Write the lines of the records from the one containing "Point out the construction" through the one containing "(1033, 141)", both included, as a JSON list of strings with one string per line and any blank lines left out.

--- Data for the task ---

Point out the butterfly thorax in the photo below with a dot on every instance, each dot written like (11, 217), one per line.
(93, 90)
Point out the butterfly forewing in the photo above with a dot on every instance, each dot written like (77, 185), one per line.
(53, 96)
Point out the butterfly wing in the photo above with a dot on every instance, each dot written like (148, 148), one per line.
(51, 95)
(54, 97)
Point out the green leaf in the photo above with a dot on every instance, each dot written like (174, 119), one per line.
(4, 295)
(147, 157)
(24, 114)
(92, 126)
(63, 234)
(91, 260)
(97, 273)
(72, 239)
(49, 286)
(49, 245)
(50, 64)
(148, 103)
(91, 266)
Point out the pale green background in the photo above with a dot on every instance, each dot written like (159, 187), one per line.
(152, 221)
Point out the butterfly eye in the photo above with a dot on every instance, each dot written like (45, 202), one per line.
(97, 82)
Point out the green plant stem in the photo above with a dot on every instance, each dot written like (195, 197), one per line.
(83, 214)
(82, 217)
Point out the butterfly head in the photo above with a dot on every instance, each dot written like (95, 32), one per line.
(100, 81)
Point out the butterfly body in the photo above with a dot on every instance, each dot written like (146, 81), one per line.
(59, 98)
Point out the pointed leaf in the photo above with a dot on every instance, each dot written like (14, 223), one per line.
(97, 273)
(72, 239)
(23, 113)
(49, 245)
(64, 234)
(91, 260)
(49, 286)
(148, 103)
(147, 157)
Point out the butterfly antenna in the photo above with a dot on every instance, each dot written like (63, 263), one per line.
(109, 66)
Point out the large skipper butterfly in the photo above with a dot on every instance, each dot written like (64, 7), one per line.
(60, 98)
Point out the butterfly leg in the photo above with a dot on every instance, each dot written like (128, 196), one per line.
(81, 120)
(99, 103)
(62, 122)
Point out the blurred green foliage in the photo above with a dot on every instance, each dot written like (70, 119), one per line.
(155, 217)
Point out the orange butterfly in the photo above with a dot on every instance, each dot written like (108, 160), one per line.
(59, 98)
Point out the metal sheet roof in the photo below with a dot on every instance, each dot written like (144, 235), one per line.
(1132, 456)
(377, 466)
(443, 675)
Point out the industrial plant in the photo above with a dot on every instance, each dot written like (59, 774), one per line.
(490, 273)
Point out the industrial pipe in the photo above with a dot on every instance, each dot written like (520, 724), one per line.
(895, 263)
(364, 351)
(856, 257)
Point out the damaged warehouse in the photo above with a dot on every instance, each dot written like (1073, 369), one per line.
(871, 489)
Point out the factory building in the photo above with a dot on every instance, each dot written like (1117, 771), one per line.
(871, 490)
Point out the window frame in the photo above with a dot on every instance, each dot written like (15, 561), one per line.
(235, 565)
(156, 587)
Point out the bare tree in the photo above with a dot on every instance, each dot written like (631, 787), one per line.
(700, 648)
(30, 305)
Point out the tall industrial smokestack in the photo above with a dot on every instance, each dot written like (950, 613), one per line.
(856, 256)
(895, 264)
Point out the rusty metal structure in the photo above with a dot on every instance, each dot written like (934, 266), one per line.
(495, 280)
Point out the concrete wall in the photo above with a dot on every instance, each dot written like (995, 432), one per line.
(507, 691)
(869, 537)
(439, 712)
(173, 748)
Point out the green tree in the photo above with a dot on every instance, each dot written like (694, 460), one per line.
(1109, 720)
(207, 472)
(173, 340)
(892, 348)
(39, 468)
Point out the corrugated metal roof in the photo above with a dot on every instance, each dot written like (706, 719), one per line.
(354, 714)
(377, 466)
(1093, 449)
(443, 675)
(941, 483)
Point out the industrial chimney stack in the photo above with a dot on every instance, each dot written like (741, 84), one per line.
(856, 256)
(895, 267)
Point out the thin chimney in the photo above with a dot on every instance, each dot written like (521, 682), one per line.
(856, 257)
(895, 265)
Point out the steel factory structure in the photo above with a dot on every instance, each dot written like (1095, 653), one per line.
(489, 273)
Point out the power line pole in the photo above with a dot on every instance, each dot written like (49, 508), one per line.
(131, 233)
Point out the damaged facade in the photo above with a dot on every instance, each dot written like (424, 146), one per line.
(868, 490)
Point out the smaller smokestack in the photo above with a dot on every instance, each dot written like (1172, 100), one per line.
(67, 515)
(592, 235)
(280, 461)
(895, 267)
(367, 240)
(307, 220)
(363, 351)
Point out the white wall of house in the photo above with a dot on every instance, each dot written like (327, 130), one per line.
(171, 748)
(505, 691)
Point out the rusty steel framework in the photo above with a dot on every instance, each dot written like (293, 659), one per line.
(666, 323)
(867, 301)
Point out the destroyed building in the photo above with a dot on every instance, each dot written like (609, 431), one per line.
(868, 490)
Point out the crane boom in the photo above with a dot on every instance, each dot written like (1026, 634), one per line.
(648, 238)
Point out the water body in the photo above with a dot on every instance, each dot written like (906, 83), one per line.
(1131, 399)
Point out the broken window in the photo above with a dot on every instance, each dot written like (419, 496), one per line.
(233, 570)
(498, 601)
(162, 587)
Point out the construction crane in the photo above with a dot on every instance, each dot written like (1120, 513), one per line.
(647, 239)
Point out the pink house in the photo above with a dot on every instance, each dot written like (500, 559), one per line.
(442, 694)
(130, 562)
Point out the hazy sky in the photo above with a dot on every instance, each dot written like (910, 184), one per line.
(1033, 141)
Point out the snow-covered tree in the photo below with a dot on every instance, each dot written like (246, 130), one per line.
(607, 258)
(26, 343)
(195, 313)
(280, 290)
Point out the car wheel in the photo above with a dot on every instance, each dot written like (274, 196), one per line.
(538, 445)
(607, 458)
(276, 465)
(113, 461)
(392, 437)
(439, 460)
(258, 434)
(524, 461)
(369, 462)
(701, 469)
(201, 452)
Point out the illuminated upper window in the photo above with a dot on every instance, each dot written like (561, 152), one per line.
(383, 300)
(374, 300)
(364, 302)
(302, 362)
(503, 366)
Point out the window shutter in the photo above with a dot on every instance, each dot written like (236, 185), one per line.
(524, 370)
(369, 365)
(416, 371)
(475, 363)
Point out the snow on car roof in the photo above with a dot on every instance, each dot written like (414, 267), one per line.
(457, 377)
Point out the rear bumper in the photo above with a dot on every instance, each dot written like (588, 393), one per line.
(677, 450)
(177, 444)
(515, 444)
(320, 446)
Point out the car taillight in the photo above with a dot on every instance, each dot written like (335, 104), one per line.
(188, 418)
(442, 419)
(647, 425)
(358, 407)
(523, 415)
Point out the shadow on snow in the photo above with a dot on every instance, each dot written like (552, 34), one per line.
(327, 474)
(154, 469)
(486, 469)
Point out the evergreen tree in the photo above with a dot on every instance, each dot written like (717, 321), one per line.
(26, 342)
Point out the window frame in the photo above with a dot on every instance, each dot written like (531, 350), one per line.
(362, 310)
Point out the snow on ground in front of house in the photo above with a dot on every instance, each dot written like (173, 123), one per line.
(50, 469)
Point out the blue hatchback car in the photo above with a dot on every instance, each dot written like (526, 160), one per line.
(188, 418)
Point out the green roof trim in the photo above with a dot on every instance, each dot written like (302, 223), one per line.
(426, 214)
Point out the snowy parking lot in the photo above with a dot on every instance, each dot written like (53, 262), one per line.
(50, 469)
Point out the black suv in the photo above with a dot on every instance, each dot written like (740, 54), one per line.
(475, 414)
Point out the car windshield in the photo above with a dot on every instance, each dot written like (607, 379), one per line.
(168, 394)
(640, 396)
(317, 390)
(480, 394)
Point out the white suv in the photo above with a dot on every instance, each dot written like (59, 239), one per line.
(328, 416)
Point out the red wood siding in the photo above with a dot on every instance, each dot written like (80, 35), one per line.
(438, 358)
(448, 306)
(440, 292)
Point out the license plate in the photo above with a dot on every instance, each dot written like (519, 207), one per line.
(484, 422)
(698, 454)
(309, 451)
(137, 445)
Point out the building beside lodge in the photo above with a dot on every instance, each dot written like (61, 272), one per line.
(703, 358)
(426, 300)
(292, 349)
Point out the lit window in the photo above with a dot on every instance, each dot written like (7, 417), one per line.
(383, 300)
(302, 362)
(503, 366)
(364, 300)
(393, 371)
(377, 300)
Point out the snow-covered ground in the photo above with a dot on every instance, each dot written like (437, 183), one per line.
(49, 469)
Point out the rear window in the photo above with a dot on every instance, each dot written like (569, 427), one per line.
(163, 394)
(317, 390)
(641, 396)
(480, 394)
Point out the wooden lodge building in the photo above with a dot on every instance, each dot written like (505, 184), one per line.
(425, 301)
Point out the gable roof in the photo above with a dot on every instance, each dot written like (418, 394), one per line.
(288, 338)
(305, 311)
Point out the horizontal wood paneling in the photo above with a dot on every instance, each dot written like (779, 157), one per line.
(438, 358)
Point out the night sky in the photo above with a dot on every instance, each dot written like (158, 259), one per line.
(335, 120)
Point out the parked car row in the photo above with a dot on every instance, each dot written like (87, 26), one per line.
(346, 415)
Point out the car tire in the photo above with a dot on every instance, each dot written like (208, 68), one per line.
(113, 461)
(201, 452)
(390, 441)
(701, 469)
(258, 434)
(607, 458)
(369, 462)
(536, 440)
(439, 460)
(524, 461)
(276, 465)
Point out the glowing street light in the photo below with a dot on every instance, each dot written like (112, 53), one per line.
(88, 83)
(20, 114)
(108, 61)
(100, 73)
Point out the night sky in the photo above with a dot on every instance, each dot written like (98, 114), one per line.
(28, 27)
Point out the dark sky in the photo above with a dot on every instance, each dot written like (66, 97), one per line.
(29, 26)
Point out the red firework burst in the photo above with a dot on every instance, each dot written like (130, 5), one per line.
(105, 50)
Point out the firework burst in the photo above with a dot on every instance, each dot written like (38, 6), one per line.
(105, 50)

---

Response →
[
  "Point out the construction crane in the photo above with a dot on every instance, each dot written like (1120, 513), one per line.",
  "(647, 239)",
  "Point out the pink house in the photo above with a dot on every instance, each dot written like (500, 559), one per line.",
  "(442, 694)",
  "(130, 562)",
  "Point out the hazy sky in the photo above with a dot on every instance, each dot written like (910, 184), one per line.",
  "(1033, 141)"
]